_Yapılacak iş_: Türk basketbolu üzerine aşağıdaki yazıdan "Türkiye'de savunmanın önemi" ile başlayıp "konuların başında geliyor." ifadesine kadar süren kısmı harfi harfine kopyalayın.

╭─ Okuma parçası

Aydın Örs geçen yıl çok güç karakterleri birleştirip F.Bahçe’yi şampiyon yaptı. Onun kenarda kalışı, Türk basketbolu için telafisi mümkün olmayan bir kayıp...
MİLLİ takımlarımız o kadar çok inişli çıkışlı eğriler çiziyor ki, ben artık Türk basketbol ekolü kavramına açıklık getirmemizin zamanının geldiğine inanıyorum. Türk basketbolu denince, nasıl bir oyun anlayışı akla geliyor konusunda kafalar karışık. Bu yüzden bu konuları tartışıp özellikle alt yapıdan başlayarak temel bir Türk basketbolu karekteri resminin çizilmesi şart. Alt yapı koçları ve basketbol yazarları dahil, bütün basketbol adamlarımız tartışarak, uzlaşarak başarıya giden yolu belirlemek zorundayız...
Aydın Örs geçen yıl çok güç karakterleri birleştirip F.Bahçe’yi şampiyon yaptı ve koçluk kariyerini yeniden zirveye taşıdı. Onun kenarda kalışı, Türk basketbolu için telafisi mümkün olmayan bir kayıp.
Türkiye'de savunmanın önemi her geçen gün daha çok anlaşılıyor. Bu yıl tüm kulüp takımlarımızın savunmada geçen yıllara göre daha gayretli daha saldırgan olacakları muhakkak, ama savunmanın hemen ardından oyun temposu geliyor. Türk basketbolu hızlı oyuna (fast-break) ne kadar öncelik tanımalı sorusu ortaya çıkıyor. Bir kısım basketbol adamına göre, hızlı oyuna konsantre olursak Türk oyuncuların aklı her fırsatta ileri kaçmaya takılı olduğundan, savunmada ölümüne savaşmıyorlar. Bunun tersi de doğru. Türk çocuğunun başarısı, gayreti coşkuya bağlı. Oyuncularımız hücumda coşunca savunmada gayretleri ikiye katlanıyor. Hücumda coşmanın da en kestirme yolu, hızlı hücumlar sonunda bulunacak kolay sayılar, turnikeler. "Hızlı oyun mu, yavaş oyun mu?" ikilemi tartışılacak, uzlaşma ile çözüm bulunacak konuların başında geliyor.

╰─
╭─ Veri satırları

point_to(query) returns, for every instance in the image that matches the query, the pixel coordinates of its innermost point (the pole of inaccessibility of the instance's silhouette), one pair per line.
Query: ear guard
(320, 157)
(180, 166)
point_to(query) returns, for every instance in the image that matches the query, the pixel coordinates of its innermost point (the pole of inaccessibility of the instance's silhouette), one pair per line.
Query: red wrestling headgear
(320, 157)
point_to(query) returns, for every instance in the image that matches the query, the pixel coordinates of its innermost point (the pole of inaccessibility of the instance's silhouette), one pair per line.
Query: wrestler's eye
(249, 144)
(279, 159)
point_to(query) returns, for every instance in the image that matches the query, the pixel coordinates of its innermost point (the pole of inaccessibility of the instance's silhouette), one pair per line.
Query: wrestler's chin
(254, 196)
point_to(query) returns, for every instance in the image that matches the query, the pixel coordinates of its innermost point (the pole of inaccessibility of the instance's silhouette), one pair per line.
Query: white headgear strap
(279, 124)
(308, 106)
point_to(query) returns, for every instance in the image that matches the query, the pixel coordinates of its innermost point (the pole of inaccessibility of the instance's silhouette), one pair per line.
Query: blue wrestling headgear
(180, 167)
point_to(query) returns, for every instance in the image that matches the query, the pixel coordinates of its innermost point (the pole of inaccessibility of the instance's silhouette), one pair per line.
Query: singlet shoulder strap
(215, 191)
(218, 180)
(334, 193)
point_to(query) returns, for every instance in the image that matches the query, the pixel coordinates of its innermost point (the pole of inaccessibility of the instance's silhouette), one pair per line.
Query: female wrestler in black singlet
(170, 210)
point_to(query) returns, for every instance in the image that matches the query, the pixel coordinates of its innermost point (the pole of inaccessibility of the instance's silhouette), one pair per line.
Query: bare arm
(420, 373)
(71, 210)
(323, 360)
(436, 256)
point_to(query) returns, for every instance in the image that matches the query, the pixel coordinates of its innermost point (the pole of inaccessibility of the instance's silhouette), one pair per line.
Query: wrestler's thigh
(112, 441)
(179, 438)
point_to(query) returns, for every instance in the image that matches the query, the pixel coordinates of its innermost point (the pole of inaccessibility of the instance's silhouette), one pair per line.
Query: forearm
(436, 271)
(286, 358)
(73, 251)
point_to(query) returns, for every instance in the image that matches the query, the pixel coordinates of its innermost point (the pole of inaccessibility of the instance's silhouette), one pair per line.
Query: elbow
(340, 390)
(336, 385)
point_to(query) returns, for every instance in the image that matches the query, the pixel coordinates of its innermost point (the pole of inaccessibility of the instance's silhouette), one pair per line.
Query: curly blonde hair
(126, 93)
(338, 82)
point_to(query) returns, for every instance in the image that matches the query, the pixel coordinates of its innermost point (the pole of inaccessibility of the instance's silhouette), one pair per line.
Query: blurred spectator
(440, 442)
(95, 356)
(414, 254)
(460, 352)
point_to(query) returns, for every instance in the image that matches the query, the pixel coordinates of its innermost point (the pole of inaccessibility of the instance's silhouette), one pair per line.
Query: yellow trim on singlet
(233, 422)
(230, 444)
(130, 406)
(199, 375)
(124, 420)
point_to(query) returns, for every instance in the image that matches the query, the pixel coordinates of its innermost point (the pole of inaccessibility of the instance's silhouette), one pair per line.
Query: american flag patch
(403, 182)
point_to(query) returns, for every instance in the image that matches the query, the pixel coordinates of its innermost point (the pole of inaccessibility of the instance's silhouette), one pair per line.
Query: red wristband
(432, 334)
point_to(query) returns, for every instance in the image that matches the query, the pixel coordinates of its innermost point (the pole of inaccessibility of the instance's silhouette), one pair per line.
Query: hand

╰─

_Doğru cevap_:
Türkiye'de savunmanın önemi her geçen gün daha çok anlaşılıyor. Bu yıl tüm kulüp takımlarımızın savunmada geçen yıllara göre daha gayretli daha saldırgan olacakları muhakkak, ama savunmanın hemen ardından oyun temposu geliyor. Türk basketbolu hızlı oyuna (fast-break) ne kadar öncelik tanımalı sorusu ortaya çıkıyor. Bir kısım basketbol adamına göre, hızlı oyuna konsantre olursak Türk oyuncuların aklı her fırsatta ileri kaçmaya takılı olduğundan, savunmada ölümüne savaşmıyorlar. Bunun tersi de doğru. Türk çocuğunun başarısı, gayreti coşkuya bağlı. Oyuncularımız hücumda coşunca savunmada gayretleri ikiye katlanıyor. Hücumda coşmanın da en kestirme yolu, hızlı hücumlar sonunda bulunacak kolay sayılar, turnikeler. "Hızlı oyun mu, yavaş oyun mu?" ikilemi tartışılacak, uzlaşma ile çözüm bulunacak konuların başında geliyor.